*** RECORDS FOR THIS TASK ***

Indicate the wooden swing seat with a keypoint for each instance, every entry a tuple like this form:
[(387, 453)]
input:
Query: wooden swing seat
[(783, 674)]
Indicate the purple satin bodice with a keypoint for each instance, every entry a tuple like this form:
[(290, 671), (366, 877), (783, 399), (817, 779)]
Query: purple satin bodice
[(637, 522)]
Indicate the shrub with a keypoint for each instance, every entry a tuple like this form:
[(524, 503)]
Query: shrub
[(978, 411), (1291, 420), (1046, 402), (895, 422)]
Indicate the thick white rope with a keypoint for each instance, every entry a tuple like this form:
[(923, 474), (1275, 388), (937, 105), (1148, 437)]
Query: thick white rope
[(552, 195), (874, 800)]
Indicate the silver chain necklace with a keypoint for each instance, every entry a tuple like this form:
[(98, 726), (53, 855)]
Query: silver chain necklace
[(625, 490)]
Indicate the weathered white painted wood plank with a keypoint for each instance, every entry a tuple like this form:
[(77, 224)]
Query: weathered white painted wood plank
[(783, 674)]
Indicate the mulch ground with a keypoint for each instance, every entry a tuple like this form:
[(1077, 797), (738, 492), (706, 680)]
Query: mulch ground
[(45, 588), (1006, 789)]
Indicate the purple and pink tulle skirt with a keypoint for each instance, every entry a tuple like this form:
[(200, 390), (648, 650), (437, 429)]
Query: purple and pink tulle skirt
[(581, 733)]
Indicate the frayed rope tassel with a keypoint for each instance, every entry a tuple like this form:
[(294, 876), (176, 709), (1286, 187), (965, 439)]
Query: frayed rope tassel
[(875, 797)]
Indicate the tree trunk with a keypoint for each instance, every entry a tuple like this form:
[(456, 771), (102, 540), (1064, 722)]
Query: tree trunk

***

TASK REQUIREMENTS:
Write the material out again word for word.

SOLUTION TO THE EXERCISE:
Indicate the wooden swing seat with a keypoint for each instance, every entry a tuple like this form:
[(387, 453)]
input:
Query: wooden swing seat
[(783, 674)]
Indicate the purple satin bodice with a keypoint for each instance, every entry a tuple like this form:
[(290, 671), (366, 877), (783, 399), (817, 779)]
Query: purple satin bodice
[(637, 522)]
Indicate the shrub with a keypoint for each instance, every entry a tuple like this form:
[(524, 503)]
Query: shrub
[(978, 411), (1291, 420), (1046, 402), (895, 422)]
Indicate the thick white rope with a keypoint for each instance, every entry a tuple like this form:
[(923, 474), (1275, 388), (937, 105), (1148, 437)]
Query: thick white rope
[(552, 195), (874, 800)]
Indicate the silver chain necklace with a keypoint for each instance, every entry a tuple like this form:
[(98, 726), (53, 855)]
Query: silver chain necklace
[(625, 490)]
Indicate the weathered white painted wood plank with a keypoint for each instance, every entry a tuple like this form:
[(77, 224)]
Query: weathered white painted wood plank
[(783, 674)]
Indicate the mulch ground with a keypoint for each instance, every entry a tuple like this form:
[(1077, 797), (738, 492), (706, 680)]
Query: mulch ground
[(45, 588), (1006, 789)]
Indicate the purple and pink tulle skirt with a keypoint for each instance, every entry a tuple like this form:
[(200, 390), (648, 650), (437, 429)]
Query: purple and pink tulle skirt
[(581, 733)]
Indicate the frayed rope tassel with a keypoint for each instance, every entry a tuple like this form:
[(294, 876), (176, 709), (1286, 187), (965, 439)]
Query: frayed rope tassel
[(875, 797)]
Indicate the tree trunk with a keypoint for each instance, every entry a tuple like this form:
[(456, 771), (102, 540), (1064, 722)]
Query: tree trunk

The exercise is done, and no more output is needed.